» Problem description
Exactly the lines from the one containing "the green parsley" through the final line of the data are to be written out again, with nothing added.
┄┄┄┄┄┄┄┄┄┄┄┄┄┄┄┄┄┄┄┄
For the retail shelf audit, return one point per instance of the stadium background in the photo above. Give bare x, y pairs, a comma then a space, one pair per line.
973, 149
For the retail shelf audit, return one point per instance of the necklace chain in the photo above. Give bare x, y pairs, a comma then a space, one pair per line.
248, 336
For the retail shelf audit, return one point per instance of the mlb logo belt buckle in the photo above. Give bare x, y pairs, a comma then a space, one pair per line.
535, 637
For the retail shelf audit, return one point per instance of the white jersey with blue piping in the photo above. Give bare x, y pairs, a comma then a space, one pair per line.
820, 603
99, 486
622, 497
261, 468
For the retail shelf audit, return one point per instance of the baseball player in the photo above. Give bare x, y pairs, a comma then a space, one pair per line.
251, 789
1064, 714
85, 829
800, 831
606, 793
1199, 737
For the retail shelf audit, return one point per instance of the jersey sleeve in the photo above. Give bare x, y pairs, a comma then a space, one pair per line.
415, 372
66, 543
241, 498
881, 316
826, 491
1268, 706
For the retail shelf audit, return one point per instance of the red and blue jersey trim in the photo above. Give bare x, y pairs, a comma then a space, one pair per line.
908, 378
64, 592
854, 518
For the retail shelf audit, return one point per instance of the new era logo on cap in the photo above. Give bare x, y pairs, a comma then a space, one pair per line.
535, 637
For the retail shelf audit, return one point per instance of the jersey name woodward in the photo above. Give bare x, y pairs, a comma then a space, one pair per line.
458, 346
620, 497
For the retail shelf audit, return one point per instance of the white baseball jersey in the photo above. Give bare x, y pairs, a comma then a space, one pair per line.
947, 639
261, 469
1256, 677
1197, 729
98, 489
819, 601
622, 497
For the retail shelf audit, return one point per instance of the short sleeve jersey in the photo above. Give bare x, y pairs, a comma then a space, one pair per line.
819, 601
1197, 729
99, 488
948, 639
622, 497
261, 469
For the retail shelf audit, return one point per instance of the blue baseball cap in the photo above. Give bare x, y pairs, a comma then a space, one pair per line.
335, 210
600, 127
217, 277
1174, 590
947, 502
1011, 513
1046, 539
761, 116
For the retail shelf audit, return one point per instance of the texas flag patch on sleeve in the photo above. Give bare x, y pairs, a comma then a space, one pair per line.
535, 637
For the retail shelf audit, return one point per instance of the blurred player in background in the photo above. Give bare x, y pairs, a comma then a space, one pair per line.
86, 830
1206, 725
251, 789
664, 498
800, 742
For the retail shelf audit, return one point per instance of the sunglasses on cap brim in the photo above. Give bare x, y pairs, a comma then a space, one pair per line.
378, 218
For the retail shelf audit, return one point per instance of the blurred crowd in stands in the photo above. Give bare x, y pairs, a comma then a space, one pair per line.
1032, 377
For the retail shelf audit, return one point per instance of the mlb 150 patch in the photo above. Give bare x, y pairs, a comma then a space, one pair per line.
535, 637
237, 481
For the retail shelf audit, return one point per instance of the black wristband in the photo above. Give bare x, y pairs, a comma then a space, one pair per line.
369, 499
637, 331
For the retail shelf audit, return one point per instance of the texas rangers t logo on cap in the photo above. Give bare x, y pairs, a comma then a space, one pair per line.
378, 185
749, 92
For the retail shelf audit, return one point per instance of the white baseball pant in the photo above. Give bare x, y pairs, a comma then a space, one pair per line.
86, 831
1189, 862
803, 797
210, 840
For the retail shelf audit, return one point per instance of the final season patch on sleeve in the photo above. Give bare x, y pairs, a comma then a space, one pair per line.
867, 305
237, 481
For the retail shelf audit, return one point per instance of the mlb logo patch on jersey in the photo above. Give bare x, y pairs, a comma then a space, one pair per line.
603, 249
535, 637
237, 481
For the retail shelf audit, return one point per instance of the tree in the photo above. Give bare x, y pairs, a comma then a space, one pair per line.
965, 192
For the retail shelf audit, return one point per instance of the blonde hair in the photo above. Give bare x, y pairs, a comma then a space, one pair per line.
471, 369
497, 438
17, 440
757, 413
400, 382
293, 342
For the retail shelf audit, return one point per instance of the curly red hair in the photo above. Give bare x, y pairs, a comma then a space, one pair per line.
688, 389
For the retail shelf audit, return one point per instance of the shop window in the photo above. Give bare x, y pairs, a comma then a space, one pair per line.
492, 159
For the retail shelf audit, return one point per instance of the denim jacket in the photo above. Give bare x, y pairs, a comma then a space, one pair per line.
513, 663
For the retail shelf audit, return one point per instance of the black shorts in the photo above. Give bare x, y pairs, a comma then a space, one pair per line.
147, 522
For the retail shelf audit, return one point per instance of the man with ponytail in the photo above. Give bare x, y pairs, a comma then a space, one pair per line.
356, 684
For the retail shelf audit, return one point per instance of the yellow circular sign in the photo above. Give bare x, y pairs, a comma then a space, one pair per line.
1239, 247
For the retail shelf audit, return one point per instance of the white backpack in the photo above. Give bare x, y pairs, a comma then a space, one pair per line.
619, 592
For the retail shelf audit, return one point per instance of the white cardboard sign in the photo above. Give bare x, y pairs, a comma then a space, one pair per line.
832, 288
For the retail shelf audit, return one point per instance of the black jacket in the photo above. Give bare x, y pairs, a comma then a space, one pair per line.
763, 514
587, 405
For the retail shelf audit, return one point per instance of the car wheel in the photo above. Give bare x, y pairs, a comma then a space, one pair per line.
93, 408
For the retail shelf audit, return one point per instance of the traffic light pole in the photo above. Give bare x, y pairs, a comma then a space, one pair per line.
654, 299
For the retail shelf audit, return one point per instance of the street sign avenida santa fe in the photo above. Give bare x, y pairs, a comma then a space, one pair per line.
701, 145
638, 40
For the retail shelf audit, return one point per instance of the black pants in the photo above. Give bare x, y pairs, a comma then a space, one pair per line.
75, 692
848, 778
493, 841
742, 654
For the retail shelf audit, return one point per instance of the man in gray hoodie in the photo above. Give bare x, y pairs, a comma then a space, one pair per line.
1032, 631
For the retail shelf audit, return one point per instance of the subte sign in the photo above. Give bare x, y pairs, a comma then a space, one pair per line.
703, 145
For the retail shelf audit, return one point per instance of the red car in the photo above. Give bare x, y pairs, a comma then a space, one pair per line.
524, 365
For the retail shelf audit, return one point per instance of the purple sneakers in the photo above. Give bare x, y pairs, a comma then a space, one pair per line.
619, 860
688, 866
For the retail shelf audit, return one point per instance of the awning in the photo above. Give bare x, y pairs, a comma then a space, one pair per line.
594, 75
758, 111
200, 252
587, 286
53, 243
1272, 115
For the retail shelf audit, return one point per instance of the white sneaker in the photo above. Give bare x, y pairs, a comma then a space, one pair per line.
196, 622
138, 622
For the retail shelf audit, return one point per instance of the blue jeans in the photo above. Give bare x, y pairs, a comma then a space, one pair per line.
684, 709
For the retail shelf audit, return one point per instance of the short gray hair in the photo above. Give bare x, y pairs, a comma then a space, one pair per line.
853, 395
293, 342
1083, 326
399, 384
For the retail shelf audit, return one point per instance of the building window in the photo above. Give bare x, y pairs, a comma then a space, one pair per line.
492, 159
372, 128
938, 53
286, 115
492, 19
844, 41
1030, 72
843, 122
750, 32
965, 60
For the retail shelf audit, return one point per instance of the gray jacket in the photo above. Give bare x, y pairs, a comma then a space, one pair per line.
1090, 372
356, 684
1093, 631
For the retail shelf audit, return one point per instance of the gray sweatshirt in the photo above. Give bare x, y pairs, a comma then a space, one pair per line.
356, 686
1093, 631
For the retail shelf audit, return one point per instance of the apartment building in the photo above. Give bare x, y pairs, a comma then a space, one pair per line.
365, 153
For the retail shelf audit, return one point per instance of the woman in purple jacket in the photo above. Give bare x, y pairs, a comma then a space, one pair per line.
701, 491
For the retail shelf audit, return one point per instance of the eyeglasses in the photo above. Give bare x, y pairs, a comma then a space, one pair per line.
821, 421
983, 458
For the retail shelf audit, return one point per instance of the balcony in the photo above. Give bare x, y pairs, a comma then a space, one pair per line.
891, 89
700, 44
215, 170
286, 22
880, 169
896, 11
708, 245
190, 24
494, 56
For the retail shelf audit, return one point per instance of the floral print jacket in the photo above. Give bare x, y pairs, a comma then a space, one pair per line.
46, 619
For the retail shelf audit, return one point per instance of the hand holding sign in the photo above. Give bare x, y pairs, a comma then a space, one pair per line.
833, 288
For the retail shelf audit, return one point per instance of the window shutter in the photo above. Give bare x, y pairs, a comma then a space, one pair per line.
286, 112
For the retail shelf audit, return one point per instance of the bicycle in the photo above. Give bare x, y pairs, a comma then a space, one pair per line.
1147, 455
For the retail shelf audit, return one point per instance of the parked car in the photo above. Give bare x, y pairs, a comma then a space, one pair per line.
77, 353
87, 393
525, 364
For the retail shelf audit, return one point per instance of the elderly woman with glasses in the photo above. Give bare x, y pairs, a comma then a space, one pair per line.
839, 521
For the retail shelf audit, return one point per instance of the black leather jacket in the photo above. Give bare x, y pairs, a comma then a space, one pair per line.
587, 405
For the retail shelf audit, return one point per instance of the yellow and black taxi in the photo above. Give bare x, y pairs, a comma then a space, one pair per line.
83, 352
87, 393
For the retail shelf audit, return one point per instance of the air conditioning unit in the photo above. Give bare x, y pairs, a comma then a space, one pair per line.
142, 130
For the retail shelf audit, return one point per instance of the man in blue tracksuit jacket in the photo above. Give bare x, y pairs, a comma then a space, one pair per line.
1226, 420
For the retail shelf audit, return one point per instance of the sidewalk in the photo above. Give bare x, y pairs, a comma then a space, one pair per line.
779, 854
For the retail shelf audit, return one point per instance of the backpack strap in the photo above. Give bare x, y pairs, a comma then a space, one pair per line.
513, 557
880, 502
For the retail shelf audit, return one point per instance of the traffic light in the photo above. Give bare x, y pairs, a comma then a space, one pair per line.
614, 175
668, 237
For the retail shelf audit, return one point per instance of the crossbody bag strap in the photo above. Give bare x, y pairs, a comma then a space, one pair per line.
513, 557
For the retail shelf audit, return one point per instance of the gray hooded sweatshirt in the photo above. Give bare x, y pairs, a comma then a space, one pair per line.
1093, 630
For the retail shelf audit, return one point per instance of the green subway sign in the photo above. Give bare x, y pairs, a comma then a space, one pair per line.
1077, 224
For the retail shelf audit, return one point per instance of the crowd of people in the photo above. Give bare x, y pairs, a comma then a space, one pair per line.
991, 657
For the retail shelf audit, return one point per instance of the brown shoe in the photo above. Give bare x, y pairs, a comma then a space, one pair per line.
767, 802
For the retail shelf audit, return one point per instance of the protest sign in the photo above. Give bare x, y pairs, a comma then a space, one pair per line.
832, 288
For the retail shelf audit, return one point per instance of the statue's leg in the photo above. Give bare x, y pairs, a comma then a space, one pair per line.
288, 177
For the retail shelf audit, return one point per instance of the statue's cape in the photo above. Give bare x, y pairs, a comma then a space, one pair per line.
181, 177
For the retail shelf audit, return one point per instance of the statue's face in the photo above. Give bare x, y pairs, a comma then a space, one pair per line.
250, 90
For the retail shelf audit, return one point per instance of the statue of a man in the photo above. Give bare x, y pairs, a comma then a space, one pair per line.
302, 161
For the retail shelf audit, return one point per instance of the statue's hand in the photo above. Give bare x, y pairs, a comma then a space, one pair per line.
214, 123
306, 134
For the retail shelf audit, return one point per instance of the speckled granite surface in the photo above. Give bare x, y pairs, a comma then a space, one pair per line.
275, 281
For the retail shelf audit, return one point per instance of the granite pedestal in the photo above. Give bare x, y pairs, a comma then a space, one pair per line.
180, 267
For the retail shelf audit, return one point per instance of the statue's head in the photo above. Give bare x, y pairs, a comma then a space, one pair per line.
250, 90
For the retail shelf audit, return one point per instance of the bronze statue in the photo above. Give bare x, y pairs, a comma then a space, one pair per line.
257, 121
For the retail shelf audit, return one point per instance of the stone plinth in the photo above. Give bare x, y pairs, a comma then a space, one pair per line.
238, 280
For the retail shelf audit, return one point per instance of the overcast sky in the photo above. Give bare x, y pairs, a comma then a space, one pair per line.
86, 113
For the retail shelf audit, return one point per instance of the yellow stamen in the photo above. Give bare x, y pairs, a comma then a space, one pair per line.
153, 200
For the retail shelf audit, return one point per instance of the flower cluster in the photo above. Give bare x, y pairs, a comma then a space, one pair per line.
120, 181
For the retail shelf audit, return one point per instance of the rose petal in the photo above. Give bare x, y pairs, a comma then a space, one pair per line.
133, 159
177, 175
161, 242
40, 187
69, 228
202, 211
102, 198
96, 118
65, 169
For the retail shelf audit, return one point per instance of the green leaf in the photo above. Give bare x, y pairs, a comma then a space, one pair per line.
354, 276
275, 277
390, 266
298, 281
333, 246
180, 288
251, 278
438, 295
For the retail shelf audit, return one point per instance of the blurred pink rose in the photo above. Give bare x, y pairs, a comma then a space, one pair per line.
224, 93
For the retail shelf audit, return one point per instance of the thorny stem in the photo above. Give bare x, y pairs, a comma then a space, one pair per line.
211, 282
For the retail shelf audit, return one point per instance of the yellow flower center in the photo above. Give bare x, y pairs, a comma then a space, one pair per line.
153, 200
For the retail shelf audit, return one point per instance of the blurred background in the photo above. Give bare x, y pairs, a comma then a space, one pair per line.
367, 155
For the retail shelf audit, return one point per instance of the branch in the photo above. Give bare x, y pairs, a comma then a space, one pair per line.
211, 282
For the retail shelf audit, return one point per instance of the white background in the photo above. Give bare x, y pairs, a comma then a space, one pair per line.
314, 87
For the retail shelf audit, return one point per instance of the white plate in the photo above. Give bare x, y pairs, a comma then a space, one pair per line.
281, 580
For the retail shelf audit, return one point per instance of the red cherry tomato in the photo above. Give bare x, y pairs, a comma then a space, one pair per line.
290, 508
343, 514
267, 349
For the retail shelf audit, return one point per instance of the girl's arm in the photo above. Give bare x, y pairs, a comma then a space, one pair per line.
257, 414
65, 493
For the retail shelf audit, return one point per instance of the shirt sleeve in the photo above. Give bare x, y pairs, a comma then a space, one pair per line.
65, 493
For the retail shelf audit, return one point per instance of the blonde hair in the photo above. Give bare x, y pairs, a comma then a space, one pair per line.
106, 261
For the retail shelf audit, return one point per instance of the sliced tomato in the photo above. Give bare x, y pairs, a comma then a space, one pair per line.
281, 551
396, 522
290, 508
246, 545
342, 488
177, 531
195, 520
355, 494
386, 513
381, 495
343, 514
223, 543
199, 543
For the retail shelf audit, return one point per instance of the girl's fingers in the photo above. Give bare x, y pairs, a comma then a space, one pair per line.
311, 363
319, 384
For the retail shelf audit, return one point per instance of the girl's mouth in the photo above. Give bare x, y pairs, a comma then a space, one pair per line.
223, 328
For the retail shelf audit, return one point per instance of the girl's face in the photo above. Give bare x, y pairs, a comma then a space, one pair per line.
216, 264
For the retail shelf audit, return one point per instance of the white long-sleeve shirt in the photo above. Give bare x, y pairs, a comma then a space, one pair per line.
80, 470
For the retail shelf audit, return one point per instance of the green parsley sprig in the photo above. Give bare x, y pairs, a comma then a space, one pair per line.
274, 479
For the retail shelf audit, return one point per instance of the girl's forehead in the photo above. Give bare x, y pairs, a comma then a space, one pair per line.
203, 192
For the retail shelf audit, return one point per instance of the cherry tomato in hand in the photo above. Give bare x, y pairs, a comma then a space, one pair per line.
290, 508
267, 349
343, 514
┄┄┄┄┄┄┄┄┄┄┄┄┄┄┄┄┄┄┄┄
» Answer area
For the retail shelf audit, return one point per instance of the green parsley sprig in the photo above. Give bare x, y pairs, a comma then a space, one pair per line.
274, 479
For the retail shelf audit, return one point per instance of the girl's forehead in the photo above. Give bare x, y pairs, a comma then a space, one pair per line.
203, 192
For the retail shelf audit, return one point per instance of the cherry tomato in hand in the photo above. Give bare x, y pairs, a comma then a space, one pair per line.
290, 508
267, 349
343, 514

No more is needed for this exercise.